### Stated goal 1
Summarize the diary entries in two sentences.

### Passage
>> start

26th of August 1902

In the afternoon of the other day, the Officer of the Day came with a copy o the declaration of amnesty, informing the prisoners that the Governor had received orders to put on the next ship to Manila, those who signed an oath in accordance with the stipulation in said decree. Since all the prisoners except Mr. Ricarte and me, had sent their duly signed papers yesterday morning, the Captain came this afternoon to administer the oath-taking of the petitioners. One of them, Mr. Tecson, postponed his oath-taking until tomorrow, after having thought about it well.

Then the Captain announced that those who took their oath were free from then on, with the option to live inside or outside the prison house. Those who choose to live inside may leave anytime of the day, as they wish. Those who want to return to Manila shall embark on the first ship sent by the Government until the 25th of the next month.

The Captain asked me if I was ready to sign the oath, and I said I could not decide here, but in Manila, since, I had to be first familiar with the laws that the United States had passed in the Philippines, their plans for the future and the state of public opinion regarding the same. That is why I asked to be sent to Manila as prisoner, where I could make my decision.

This afternoon, we also learned from those who came from Agaña that our companions residing in that city have already taken their oath.

1st of June 1902

All prisoners living in Asan have signed and issued the following petition:

“THE GOVERNOR OF GUAM: The undersigned Filipino prisoners, exiled in Asan Prison house wish to bring to your attention the following:

“That the manual work aimed at the well-being of the prisoners, is still being performed by individuals who came here as servants, to some, not all the prisoners. Some of these servants have been performing said job even for those who are not their bosses.

“Since some of our companions who have brought along the most number of this group have transferred to Agaña, the servants who have remained in the establishment refuse to serve those who are not their employers. A few prisoners, such as Mr. Mabini’s brother and Don Francisco de los Santos’ son, claim that they (the servants) came solely out of affection and in consideration of their relatives. Others have done so to return the favors they received from their respective employers; therefore, it is very unfair to make them serve other people to whom they have no obligation at all.

“The prisoners certainly understand the logic of this argument and they believe that a just measure that must be taken is to distribute the work equally among them; however, in consideration of some points raised by the American authorities regarding the social position, irreproachable conduct and generosity of the civilized and strong individuals, and before resorting to any course of action, they have agreed to:

“Request you to assign two young men, under the employ of the Government, to perform manual work in the Prison house, such as house cleaning for exempted persons, fetching water and rationing, etc. The undersigned are convinced that you will do everything to grant this request.

“God bless you with long life.”

This petition was brought about by a series of discussions and arguments among the prisoners for a long time. Each one feels that doing another, who naturally, can not do anything but grumble. These discussions make prison life all the more boring. Now we must know if the Americans will get rid of this problem. Maybe they don’t understand, neither do they feel sympathy for us. One can not deny that all men are of the same nature, they are all alike, even if they have diverse cultures, no matter how each nation claims the contrary, in the name of national pride.

>> end

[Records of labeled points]

>> start

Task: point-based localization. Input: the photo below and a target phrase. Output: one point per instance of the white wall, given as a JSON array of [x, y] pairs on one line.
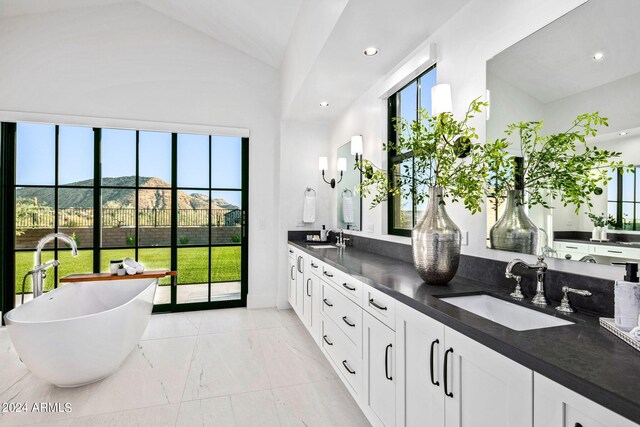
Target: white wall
[[464, 44], [125, 65]]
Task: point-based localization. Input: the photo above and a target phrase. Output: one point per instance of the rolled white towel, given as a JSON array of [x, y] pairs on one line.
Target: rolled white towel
[[130, 263], [309, 209], [347, 209]]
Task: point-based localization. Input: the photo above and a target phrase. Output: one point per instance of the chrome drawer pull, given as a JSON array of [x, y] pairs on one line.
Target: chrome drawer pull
[[351, 288], [345, 320], [379, 307]]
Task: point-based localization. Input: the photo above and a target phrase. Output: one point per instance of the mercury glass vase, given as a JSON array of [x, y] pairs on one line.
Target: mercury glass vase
[[514, 231], [435, 242]]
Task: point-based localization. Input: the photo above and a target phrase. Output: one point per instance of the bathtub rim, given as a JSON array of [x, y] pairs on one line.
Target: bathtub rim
[[9, 322]]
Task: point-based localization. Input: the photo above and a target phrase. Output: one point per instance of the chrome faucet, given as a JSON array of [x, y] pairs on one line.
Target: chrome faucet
[[540, 267], [39, 271]]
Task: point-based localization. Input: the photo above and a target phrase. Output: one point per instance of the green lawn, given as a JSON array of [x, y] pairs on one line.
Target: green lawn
[[192, 264]]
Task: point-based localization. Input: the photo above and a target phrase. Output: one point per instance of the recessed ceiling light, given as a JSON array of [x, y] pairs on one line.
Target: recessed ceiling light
[[371, 51]]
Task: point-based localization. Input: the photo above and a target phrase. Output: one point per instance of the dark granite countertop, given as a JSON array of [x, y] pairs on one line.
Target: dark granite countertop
[[583, 357], [602, 243]]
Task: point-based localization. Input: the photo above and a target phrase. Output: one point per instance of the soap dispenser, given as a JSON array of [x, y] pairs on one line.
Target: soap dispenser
[[627, 298], [323, 234]]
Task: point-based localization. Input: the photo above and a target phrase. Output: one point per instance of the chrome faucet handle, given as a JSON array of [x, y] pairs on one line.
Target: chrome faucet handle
[[565, 305], [517, 292]]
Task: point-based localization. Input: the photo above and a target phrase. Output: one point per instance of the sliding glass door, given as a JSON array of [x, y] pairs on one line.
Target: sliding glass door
[[170, 201]]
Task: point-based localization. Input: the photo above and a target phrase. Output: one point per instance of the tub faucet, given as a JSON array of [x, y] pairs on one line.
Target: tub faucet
[[540, 267], [39, 271]]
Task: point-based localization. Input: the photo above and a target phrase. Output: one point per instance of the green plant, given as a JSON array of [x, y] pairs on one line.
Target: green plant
[[444, 155], [561, 166]]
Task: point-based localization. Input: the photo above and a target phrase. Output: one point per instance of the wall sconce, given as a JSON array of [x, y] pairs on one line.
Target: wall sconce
[[357, 146], [441, 99], [323, 165]]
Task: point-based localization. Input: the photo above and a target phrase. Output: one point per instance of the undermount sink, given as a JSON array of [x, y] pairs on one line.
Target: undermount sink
[[505, 313]]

>> end

### Stated goal 2
In the listing, switch "chrome" to "brass" from the line with "of the bathtub" to the line with "[[170, 201]]", and give those lines again with nothing else changed.

### Task solution 1
On the 26th of August 1902, the Captain administered the amnesty oath to the prisoners who had signed and declared them free to live inside or outside the prison house and to return to Manila. The writer declined to sign and asked to be sent to Manila as a prisoner to decide there, while on the 1st of June 1902 the prisoners in Asan had petitioned the Governor of Guam for two government-employed young men to do the manual work, since the remaining servants refused to serve anyone but their employers.

### Task solution 2
Task: point-based localization. Input: the photo above and a target phrase. Output: one point per instance of the bathtub rim, given as a JSON array of [x, y] pairs on one line.
Target: bathtub rim
[[9, 322]]
Task: point-based localization. Input: the photo above and a target phrase. Output: one point per instance of the brass faucet, given as a JSON array of [x, y] pairs on one line.
Target: brass faucet
[[540, 267], [39, 271]]
Task: point-based localization. Input: the photo above and a target phrase. Output: one point per instance of the green lawn, given as a JSON array of [x, y] pairs on one line.
Target: green lawn
[[192, 264]]
Task: point-based localization. Input: the photo above and a target phrase. Output: one point per instance of the recessed ceiling light, given as a JSON array of [x, y] pairs on one line.
Target: recessed ceiling light
[[371, 51]]
Task: point-based localization. Input: the photo above and a target phrase. Output: one point per instance of the dark granite countertop, given as a JSON array of [x, y] pairs on one line.
Target: dark granite countertop
[[583, 357], [602, 243]]
Task: point-based localization. Input: the photo above and a target phrase. Output: one point per instance of the soap dispenser, given as a JSON array of [x, y] pairs on one line.
Target: soap dispenser
[[627, 298], [323, 234]]
Task: point-based localization. Input: the photo above and a target phrase. Output: one point per instance of the brass faucet handle, given as a JSON array of [x, y] pairs on one line.
Target: brass faucet handle
[[565, 305], [517, 292]]
Task: point-based localization. Input: the photo above and a target phrase. Output: one point per instance of the sliding glass door, given as a JSON array of [x, y] pairs on one line.
Target: sliding glass door
[[170, 201]]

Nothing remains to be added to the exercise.